--- DATASET CONTENT Enclosed Below ---

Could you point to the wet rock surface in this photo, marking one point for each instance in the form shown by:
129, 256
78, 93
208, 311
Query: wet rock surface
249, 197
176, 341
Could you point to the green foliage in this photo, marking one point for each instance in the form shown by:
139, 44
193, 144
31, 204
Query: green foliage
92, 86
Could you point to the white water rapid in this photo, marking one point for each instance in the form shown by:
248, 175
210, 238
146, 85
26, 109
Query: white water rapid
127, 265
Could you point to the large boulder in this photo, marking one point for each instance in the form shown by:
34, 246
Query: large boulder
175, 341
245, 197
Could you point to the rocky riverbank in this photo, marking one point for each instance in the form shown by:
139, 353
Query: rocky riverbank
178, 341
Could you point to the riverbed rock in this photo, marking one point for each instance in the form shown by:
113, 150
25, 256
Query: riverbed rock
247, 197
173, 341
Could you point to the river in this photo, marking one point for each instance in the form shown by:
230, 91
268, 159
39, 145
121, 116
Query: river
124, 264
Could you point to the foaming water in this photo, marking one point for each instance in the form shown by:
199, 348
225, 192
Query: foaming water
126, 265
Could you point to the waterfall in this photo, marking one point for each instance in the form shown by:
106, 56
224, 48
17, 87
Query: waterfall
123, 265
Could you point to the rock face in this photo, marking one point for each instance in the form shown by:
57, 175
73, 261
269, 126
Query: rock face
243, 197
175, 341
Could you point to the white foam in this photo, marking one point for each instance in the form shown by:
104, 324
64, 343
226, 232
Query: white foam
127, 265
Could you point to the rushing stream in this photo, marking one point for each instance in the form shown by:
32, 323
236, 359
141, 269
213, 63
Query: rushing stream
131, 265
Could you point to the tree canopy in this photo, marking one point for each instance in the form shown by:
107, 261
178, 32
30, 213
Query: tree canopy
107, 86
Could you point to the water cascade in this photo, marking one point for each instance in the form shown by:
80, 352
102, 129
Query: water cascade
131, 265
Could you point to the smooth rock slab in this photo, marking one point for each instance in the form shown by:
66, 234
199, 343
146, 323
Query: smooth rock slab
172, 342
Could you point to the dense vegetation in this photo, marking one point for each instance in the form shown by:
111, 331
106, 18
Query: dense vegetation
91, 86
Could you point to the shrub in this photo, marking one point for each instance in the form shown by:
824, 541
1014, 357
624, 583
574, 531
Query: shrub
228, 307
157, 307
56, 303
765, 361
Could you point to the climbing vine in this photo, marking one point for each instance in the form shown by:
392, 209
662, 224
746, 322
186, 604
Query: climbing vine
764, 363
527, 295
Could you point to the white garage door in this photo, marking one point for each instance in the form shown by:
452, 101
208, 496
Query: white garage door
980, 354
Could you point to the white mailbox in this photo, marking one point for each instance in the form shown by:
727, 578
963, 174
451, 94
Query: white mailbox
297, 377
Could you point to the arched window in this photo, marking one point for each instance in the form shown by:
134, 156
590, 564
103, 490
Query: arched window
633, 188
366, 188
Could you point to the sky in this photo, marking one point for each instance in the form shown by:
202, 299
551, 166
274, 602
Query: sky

--- End of Enclosed DATASET CONTENT ---

▶ [WHAT YOU NEED TO DO]:
Please return the records above exactly as they are written.

▶ [YOUR RESPONSE]:
Could you point to the wet rock surface in this photo, marking one point for each instance in the form shown by:
129, 256
78, 93
208, 311
Query: wet rock surface
249, 197
176, 341
Could you point to the green foliage in this photo, marking one point for each instance in the form shown by:
139, 44
193, 144
31, 204
Query: green foliage
92, 86
Could you point to the white water rapid in this photo, marking one point for each instance in the form shown by:
248, 175
210, 238
146, 85
26, 109
Query: white water rapid
127, 265
Could you point to the large boulder in this photo, marking one point for each instance in the form shown by:
34, 246
Query: large boulder
175, 341
245, 197
Could you point to the rocky riverbank in this photo, marking one point for each instance in the form shown by:
139, 353
Query: rocky riverbank
178, 341
Could you point to the riverbed rock in this photo, marking one point for each instance in the form shown by:
113, 150
25, 256
Query: riverbed rock
247, 197
173, 341
Could you point to the river in this photo, marking one point for each instance in the form shown by:
230, 91
268, 159
39, 145
121, 116
Query: river
124, 264
Could you point to the foaming water in this photo, marking one point for each instance in the form shown by:
199, 348
225, 192
Query: foaming water
126, 265
Could you point to the waterfall in this photo, marking one point for each instance in the form shown by:
106, 56
224, 48
17, 87
Query: waterfall
123, 265
Could you point to the rock face in this photo, marking one point for each instance in the form shown by:
57, 175
73, 261
269, 126
Query: rock face
243, 197
175, 341
Could you point to the white foam in this photo, marking one point for each instance in the form shown by:
104, 324
64, 343
226, 232
Query: white foam
127, 265
Could you point to the rushing stream in this photo, marking one point for each instance in the form shown by:
32, 323
236, 359
141, 269
213, 63
Query: rushing stream
131, 265
Could you point to the tree canopy in this photo, marking one point for each instance in the form shown by:
107, 261
178, 32
30, 213
Query: tree canopy
107, 86
Could you point to the water cascade in this photo, marking one point for each instance in the form shown by:
80, 352
102, 129
Query: water cascade
131, 265
Could you point to the smooth rock slab in this photo, marking one point for each instance in the form shown by:
66, 234
199, 343
146, 323
Query: smooth rock slab
172, 342
Could you point to the dense vegetation in this photo, marking one point for each instance in the form shown by:
111, 331
106, 18
Query: dense vegetation
91, 86
Could you point to the shrub in this photo, marking one point for each instance in the form shown by:
824, 541
1014, 357
624, 583
574, 531
Query: shrub
228, 307
157, 307
56, 303
765, 361
Could you point to the climbing vine in this photo, marking one point for each instance in the form shown by:
392, 209
662, 224
746, 322
186, 604
Query: climbing vine
764, 363
527, 295
Could you point to the white garage door in this photo, marking one point for each instance in the form shown by:
452, 101
208, 496
Query: white garage door
980, 354
Could you point to the white mailbox in this photo, marking one point for each instance in the form shown by:
727, 578
963, 174
451, 94
Query: white mailbox
297, 377
Could you point to the arched window in this photo, marking one point for each instance in the form shown by:
134, 156
590, 564
103, 490
Query: arched window
633, 188
366, 188
Could you point to the sky in this photo, marking one point for each instance in the form shown by:
202, 299
551, 166
274, 602
Query: sky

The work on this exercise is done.